Set problem:
Omitting all pictures, print the lines of the listing from the one containing "Check that each instance of the pectoral" through the final line, both ends included, with no other text.
# # # #
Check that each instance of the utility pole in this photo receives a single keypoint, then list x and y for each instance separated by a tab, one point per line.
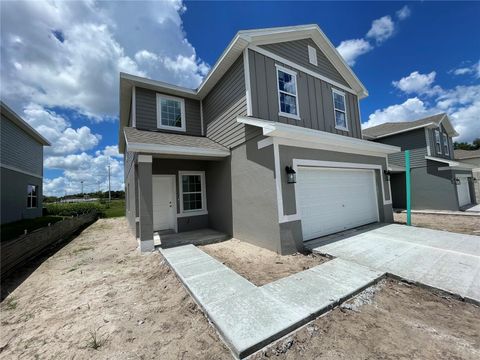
109	195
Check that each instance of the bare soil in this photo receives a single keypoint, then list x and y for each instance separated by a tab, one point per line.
393	320
99	286
454	223
260	266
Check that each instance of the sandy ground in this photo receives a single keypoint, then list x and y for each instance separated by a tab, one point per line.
260	266
392	320
461	224
100	285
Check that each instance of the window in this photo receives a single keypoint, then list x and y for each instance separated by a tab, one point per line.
445	143
438	147
312	55
340	109
192	191
170	113
32	196
287	93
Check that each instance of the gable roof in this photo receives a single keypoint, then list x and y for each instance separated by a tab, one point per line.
467	154
22	124
239	43
393	128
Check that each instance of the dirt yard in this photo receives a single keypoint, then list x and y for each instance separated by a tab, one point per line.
98	298
454	223
258	265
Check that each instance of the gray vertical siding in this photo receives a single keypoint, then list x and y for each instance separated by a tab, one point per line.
223	104
146	113
20	150
14	196
315	98
297	51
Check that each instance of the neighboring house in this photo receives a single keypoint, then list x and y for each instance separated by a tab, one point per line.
21	160
471	157
438	181
279	103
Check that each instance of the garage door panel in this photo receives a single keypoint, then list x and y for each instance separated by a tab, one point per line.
332	200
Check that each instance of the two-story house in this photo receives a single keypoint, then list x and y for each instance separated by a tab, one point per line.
21	161
438	181
268	148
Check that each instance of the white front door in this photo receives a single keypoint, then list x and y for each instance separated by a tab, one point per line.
332	200
463	191
164	204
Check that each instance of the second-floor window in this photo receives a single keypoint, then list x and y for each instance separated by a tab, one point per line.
287	93
170	113
445	144
438	146
340	109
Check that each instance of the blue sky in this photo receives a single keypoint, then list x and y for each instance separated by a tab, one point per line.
61	72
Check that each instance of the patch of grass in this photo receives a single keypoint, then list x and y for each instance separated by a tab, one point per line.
11	303
95	341
15	229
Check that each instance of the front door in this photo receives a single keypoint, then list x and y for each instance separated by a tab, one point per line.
164	205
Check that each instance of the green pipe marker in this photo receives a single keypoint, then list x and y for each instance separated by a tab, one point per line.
407	186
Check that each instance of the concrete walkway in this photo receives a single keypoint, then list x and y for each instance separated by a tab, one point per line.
439	259
249	317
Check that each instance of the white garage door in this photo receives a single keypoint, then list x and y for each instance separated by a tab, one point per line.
332	200
463	192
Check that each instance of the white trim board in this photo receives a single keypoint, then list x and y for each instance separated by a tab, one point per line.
176	150
14	168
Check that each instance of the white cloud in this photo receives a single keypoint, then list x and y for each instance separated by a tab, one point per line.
469	70
381	29
403	13
65	139
91	42
351	49
416	82
461	103
91	169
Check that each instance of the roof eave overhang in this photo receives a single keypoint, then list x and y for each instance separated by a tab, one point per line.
176	150
309	136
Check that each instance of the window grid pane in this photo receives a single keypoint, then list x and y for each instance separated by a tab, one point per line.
171	113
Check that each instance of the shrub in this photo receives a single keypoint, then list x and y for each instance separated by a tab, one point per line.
74	209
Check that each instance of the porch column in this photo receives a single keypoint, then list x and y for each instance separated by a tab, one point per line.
145	202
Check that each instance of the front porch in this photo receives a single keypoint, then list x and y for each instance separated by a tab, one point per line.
196	237
182	192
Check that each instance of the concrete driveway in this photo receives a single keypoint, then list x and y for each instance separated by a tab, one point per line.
440	259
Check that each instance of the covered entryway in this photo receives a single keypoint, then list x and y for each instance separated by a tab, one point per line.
463	191
164	204
332	200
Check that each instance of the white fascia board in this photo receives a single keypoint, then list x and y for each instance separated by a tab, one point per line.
406	130
176	150
314	138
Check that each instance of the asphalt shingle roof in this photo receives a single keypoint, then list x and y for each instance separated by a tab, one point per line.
134	135
391	127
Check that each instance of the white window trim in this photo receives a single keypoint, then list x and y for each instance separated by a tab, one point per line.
312	55
341	93
159	113
203	210
294	74
446	146
438	148
32	196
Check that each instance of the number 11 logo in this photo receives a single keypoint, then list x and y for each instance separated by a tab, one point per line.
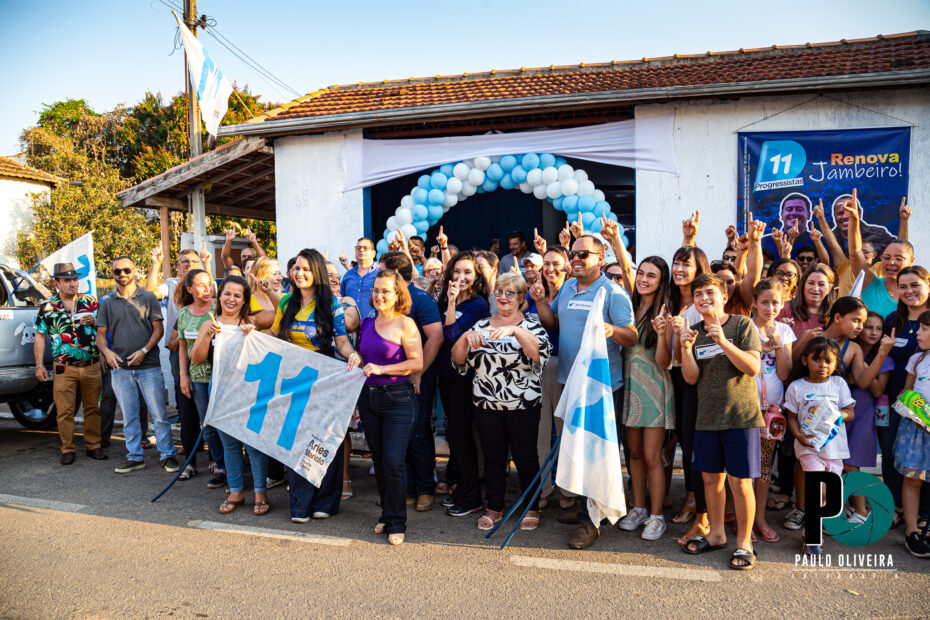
266	374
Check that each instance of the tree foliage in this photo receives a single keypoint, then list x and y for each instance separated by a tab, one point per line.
101	154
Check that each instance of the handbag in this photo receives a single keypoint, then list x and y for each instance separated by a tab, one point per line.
775	422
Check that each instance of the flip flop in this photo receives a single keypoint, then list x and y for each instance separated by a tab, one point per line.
743	554
701	545
766	534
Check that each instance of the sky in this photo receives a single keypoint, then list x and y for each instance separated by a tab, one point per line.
112	52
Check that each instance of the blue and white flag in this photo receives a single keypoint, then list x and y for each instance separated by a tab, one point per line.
79	253
211	86
285	401
589	454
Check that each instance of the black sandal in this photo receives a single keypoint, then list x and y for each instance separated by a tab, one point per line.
701	545
743	554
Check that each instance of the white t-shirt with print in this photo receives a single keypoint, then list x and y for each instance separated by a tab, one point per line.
921	373
774	387
802	394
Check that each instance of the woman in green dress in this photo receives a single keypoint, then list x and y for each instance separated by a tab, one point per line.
649	400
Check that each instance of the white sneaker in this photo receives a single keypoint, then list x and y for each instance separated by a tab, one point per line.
633	519
655	528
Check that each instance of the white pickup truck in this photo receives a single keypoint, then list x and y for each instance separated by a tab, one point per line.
30	402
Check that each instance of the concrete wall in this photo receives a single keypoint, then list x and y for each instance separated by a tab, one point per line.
706	153
312	210
15	213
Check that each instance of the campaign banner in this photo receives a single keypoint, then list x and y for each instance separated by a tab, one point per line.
285	401
783	174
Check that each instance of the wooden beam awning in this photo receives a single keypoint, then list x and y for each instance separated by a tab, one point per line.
237	180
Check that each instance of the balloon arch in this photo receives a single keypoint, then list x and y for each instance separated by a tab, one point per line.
544	175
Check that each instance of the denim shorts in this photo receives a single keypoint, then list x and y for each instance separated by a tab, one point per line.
736	451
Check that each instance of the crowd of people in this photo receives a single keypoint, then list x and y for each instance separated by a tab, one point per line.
726	359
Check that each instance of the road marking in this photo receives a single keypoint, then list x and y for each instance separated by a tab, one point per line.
33	502
623	570
269	533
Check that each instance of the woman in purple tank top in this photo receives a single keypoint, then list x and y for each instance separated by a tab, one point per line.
390	345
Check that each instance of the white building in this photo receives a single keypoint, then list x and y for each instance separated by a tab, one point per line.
18	183
288	163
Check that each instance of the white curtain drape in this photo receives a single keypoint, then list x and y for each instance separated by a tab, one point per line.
643	144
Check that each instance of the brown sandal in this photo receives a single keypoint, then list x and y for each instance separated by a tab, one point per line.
228	506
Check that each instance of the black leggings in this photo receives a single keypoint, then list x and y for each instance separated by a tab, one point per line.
685	420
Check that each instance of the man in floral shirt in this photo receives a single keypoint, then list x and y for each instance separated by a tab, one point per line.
68	320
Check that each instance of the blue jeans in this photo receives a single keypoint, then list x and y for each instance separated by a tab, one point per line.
201	392
127	383
421	453
389	413
232	449
307	499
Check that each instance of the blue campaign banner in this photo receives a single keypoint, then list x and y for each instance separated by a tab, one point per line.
782	175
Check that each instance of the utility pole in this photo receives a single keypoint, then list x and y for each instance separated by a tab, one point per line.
196	199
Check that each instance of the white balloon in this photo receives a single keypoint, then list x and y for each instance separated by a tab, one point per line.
409	230
403	215
454	186
585	188
460	171
550	175
569	187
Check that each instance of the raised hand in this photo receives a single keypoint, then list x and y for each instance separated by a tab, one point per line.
539	243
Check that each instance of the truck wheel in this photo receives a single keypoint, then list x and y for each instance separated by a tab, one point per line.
35	410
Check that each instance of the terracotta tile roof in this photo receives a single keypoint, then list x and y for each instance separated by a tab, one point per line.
881	54
12	168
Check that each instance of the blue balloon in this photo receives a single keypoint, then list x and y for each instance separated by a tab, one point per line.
436	196
438	180
530	161
586	203
507	162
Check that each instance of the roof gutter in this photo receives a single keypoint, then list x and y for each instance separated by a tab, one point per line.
375	117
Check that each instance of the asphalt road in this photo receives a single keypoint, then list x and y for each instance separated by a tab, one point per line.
82	541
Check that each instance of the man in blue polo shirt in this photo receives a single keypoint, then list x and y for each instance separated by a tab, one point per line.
357	282
568	313
421	452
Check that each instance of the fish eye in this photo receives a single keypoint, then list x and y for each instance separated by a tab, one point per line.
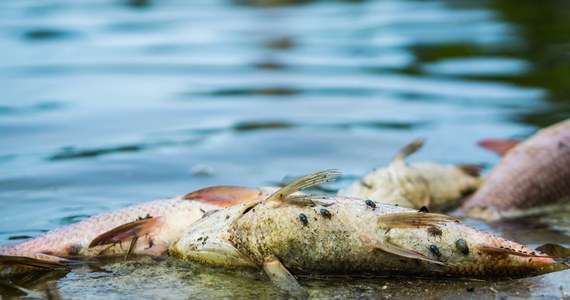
435	250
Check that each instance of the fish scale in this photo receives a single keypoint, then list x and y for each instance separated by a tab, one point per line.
532	175
175	213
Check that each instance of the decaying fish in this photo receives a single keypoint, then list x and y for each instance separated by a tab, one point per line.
432	185
328	235
533	176
147	229
14	262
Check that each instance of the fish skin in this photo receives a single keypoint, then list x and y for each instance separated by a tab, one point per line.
246	234
7	269
531	177
172	216
436	186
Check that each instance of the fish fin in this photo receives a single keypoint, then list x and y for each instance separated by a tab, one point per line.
39	263
51	291
555	250
125	232
499	146
408	149
309	200
304	183
413	219
224	196
503	251
472	170
280	276
396	250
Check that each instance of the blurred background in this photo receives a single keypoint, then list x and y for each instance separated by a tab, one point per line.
106	103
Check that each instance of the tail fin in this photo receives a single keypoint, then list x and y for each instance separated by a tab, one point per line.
560	253
304	183
409	149
39	261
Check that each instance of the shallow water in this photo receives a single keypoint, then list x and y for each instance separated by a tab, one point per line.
104	104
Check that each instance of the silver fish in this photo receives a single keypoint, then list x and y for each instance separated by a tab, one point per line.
328	235
436	186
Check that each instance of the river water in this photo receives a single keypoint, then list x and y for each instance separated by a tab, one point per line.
105	104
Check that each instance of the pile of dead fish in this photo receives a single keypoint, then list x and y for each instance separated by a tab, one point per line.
381	224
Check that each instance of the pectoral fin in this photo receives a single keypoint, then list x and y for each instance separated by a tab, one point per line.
280	276
225	196
504	251
399	251
46	264
413	219
304	183
125	232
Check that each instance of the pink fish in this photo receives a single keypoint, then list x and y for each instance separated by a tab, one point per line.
533	176
147	229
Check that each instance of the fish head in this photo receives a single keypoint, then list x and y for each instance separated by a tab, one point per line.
207	240
451	248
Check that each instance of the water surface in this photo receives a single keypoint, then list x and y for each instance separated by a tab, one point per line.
105	104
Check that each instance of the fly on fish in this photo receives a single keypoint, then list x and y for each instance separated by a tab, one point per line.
382	241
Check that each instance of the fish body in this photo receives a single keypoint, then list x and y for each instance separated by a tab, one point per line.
436	186
532	177
355	237
13	262
146	229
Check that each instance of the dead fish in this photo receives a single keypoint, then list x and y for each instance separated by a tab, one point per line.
13	262
286	234
436	186
145	229
532	177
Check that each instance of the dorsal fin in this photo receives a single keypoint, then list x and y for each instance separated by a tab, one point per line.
499	146
408	149
224	196
388	247
304	183
125	232
413	219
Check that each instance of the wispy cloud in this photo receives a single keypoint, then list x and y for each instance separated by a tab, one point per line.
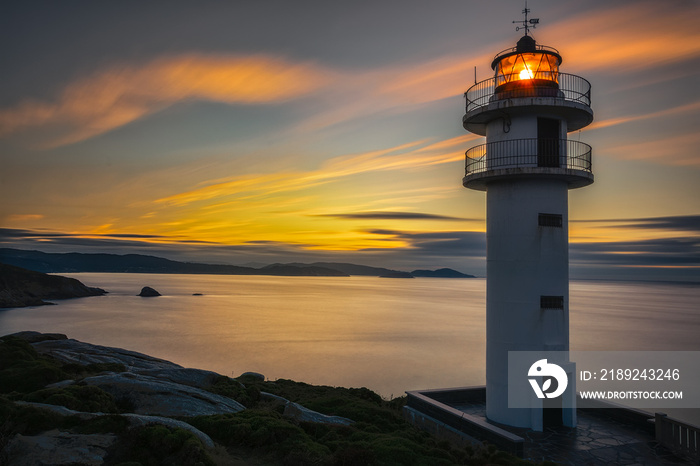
# # # #
Solution for this problem:
Check that each instance of the pectoral fin in this photo receives a single keypoint, then list x and y for each instance separated by a tab, one point per line.
280	276
225	196
504	251
399	251
46	264
413	219
304	183
125	232
Check that each instance of the pink fish in this photo receives a single keypoint, then list x and y for each instance separated by a tab, one point per line.
533	176
147	229
Check that each instance of the fish head in this photo receives a single keypoint, then list x and y for each instance separated by a tab, one point per line.
207	240
451	248
Check that each instance of the water surface in this photo receives a single keypoint, then list x and y for each instance separated by a tab, one point per line.
105	104
Check that each instance of the fly on fish in this photo receives a single keypoint, then list x and y for each instance separated by a tab, one point per line.
382	241
Check that each instance of the fish body in this photo receives a single keypoint, then list x and y for each instance separated by a tab, one point per line.
436	186
532	177
355	237
13	262
146	229
Check that each instance of the dead fish in this photo receives a single keypoint, then list x and y for each instance separated by a tab, one point per line.
13	262
286	234
436	186
145	229
532	177
Check that each instance of the dorsal fin in this photo receives a single keypoint, then list x and y for each instance separated by a tab, one point per line.
499	146
408	149
224	196
388	247
304	183
125	232
413	219
Check that each instance of the wispy cloud in this photo receives a single keypoint, then list x and y for each instance separated by a tab, one point per line.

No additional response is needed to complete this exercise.